++++ DATA EXTRACT

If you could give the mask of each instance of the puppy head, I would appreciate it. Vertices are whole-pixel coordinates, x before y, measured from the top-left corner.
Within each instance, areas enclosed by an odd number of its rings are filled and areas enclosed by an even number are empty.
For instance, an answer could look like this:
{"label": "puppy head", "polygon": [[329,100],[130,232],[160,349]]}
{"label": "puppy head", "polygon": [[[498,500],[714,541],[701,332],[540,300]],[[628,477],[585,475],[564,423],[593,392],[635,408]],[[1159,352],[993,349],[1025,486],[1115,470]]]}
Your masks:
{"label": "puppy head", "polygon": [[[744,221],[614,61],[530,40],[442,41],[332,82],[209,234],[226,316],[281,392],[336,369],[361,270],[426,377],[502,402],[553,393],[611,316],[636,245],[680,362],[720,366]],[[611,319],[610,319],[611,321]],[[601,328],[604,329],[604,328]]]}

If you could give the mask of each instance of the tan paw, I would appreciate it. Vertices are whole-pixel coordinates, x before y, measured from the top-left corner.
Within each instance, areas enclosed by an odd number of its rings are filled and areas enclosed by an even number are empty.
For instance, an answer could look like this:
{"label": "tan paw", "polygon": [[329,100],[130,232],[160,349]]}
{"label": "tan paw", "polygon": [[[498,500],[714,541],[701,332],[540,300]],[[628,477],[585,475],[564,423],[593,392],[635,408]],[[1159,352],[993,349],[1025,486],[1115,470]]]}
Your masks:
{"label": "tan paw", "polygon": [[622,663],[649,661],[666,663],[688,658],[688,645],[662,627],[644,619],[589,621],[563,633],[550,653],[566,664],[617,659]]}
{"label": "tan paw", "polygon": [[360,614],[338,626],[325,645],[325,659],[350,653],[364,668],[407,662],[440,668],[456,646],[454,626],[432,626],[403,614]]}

++++++++
++++ DATA EXTRACT

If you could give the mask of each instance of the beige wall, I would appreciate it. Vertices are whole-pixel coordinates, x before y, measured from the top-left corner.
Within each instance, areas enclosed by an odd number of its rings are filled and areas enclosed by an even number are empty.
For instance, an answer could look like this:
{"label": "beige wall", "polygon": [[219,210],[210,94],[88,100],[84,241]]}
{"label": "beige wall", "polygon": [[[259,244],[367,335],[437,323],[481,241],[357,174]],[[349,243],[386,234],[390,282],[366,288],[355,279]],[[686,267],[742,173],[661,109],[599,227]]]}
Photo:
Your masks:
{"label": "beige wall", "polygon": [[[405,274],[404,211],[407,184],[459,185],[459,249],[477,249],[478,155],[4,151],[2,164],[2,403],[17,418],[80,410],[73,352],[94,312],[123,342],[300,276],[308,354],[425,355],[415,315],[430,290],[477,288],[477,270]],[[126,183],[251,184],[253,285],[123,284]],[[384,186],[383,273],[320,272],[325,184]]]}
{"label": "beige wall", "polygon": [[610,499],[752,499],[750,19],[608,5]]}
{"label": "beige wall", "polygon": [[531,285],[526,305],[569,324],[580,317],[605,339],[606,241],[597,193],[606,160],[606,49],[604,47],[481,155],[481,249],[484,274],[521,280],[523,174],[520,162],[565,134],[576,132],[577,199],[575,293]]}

++++++++

How many lines in the entries above contain the word "puppy"? Reply with the number alone.

**ANSWER TO THIS TASK:** 4